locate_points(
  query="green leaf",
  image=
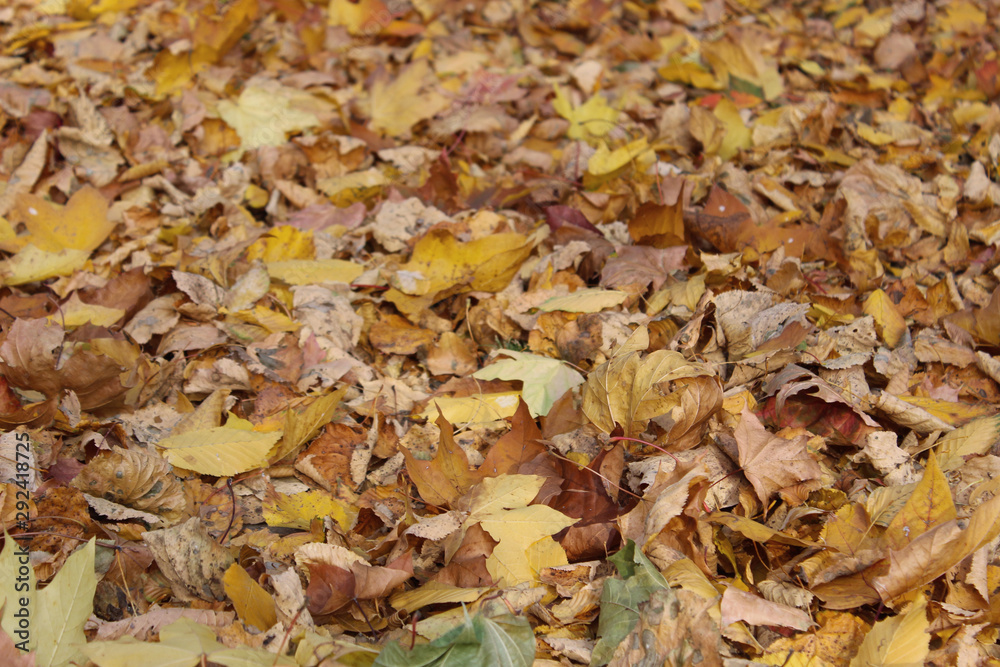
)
(504, 641)
(63, 607)
(620, 600)
(545, 379)
(183, 643)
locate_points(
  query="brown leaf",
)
(739, 605)
(443, 479)
(515, 447)
(330, 588)
(192, 561)
(643, 266)
(658, 225)
(770, 462)
(136, 478)
(937, 551)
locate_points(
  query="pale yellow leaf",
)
(314, 271)
(219, 451)
(588, 300)
(63, 608)
(298, 510)
(252, 603)
(899, 641)
(478, 408)
(888, 322)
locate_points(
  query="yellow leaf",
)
(544, 553)
(604, 162)
(517, 530)
(264, 116)
(975, 438)
(441, 262)
(899, 641)
(353, 187)
(314, 271)
(271, 320)
(949, 412)
(63, 608)
(591, 120)
(32, 264)
(629, 390)
(888, 322)
(252, 603)
(82, 224)
(589, 300)
(297, 511)
(301, 425)
(873, 136)
(399, 104)
(75, 313)
(219, 451)
(475, 409)
(737, 135)
(366, 17)
(434, 592)
(929, 505)
(282, 243)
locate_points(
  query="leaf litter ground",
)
(499, 332)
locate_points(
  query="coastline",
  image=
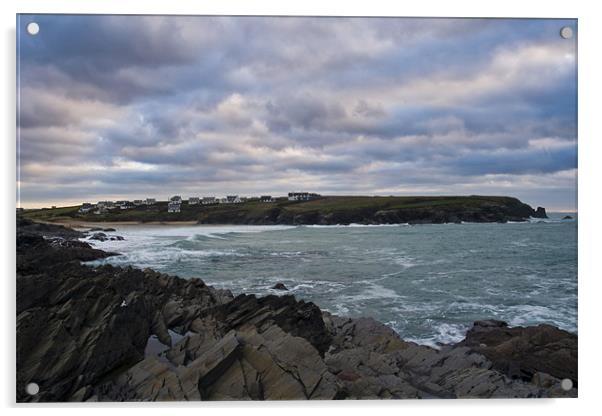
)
(220, 333)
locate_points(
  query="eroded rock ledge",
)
(84, 334)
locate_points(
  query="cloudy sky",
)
(115, 107)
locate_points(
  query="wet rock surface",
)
(83, 333)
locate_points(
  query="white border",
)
(590, 24)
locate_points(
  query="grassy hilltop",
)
(322, 210)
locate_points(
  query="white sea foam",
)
(444, 333)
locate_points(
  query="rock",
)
(279, 286)
(99, 237)
(540, 212)
(522, 352)
(86, 334)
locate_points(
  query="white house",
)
(232, 199)
(209, 200)
(126, 205)
(301, 196)
(173, 206)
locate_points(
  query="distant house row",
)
(175, 202)
(102, 207)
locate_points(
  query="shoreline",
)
(222, 339)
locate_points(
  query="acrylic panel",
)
(291, 208)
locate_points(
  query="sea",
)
(427, 282)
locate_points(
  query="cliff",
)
(114, 334)
(327, 210)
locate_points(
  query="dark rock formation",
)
(523, 352)
(83, 334)
(279, 286)
(99, 237)
(540, 212)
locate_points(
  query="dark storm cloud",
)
(151, 105)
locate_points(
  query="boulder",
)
(279, 286)
(521, 352)
(540, 212)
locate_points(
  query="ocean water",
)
(428, 282)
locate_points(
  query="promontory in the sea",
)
(125, 334)
(323, 210)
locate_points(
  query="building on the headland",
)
(105, 204)
(301, 196)
(173, 206)
(86, 207)
(232, 199)
(209, 200)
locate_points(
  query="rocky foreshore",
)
(113, 334)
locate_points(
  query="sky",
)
(129, 107)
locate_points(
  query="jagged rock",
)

__EXERCISE INSTRUCTIONS__
From the first line to the last, please copy the data exactly, with the pictures left out.

__OUTPUT BELOW__
locate_points(
  query="green leaf",
  image=
)
(504, 641)
(63, 607)
(620, 600)
(545, 379)
(183, 643)
locate_points(
  query="brown leaf",
)
(739, 605)
(443, 479)
(515, 447)
(330, 588)
(192, 561)
(643, 266)
(658, 225)
(770, 462)
(136, 478)
(937, 551)
locate_points(
  query="pale yellow leaf",
)
(314, 271)
(219, 451)
(588, 300)
(63, 608)
(298, 510)
(252, 603)
(899, 641)
(478, 408)
(888, 322)
locate_points(
  query="yellow leaf",
)
(544, 553)
(604, 162)
(517, 530)
(264, 116)
(975, 438)
(441, 262)
(899, 641)
(353, 187)
(314, 271)
(271, 320)
(949, 412)
(63, 608)
(591, 120)
(32, 264)
(629, 390)
(888, 322)
(252, 603)
(82, 224)
(589, 300)
(297, 511)
(301, 425)
(873, 136)
(399, 104)
(75, 313)
(219, 451)
(475, 409)
(737, 135)
(366, 17)
(434, 592)
(929, 505)
(282, 243)
locate_points(
  query="leaf litter ground",
)
(499, 332)
locate_points(
  query="coastline",
  image=
)
(220, 333)
locate_points(
  query="eroded rock ledge",
)
(84, 334)
locate_points(
  query="cloudy sky",
)
(115, 107)
locate_points(
  query="wet rock surface",
)
(83, 333)
locate_points(
  query="white border",
)
(590, 24)
locate_points(
  query="grassy hilltop",
)
(322, 210)
locate_points(
  query="white sea foam",
)
(444, 333)
locate_points(
  query="rock",
)
(279, 286)
(99, 237)
(540, 212)
(522, 352)
(86, 334)
locate_points(
  query="white house",
)
(232, 199)
(209, 200)
(126, 205)
(301, 196)
(173, 206)
locate_points(
  query="distant house row",
)
(175, 202)
(102, 207)
locate_points(
  query="shoreline",
)
(222, 339)
locate_points(
  query="acrylic panel",
)
(291, 208)
locate_points(
  query="sea",
)
(427, 282)
locate_points(
  query="cliff",
)
(114, 334)
(327, 210)
locate_points(
  query="dark rock formation",
)
(523, 352)
(83, 334)
(279, 286)
(99, 237)
(540, 212)
locate_points(
  query="dark storm cloud",
)
(151, 105)
locate_points(
  query="boulder",
)
(279, 286)
(521, 352)
(540, 212)
locate_points(
  query="ocean water",
)
(428, 282)
locate_points(
  query="promontory in the sea",
)
(125, 334)
(323, 210)
locate_points(
  query="building on the headland",
)
(105, 204)
(301, 196)
(173, 206)
(86, 207)
(232, 199)
(209, 200)
locate_points(
  query="rocky foreshore",
)
(113, 334)
locate_points(
  query="sky",
)
(129, 107)
locate_points(
  query="jagged rock",
)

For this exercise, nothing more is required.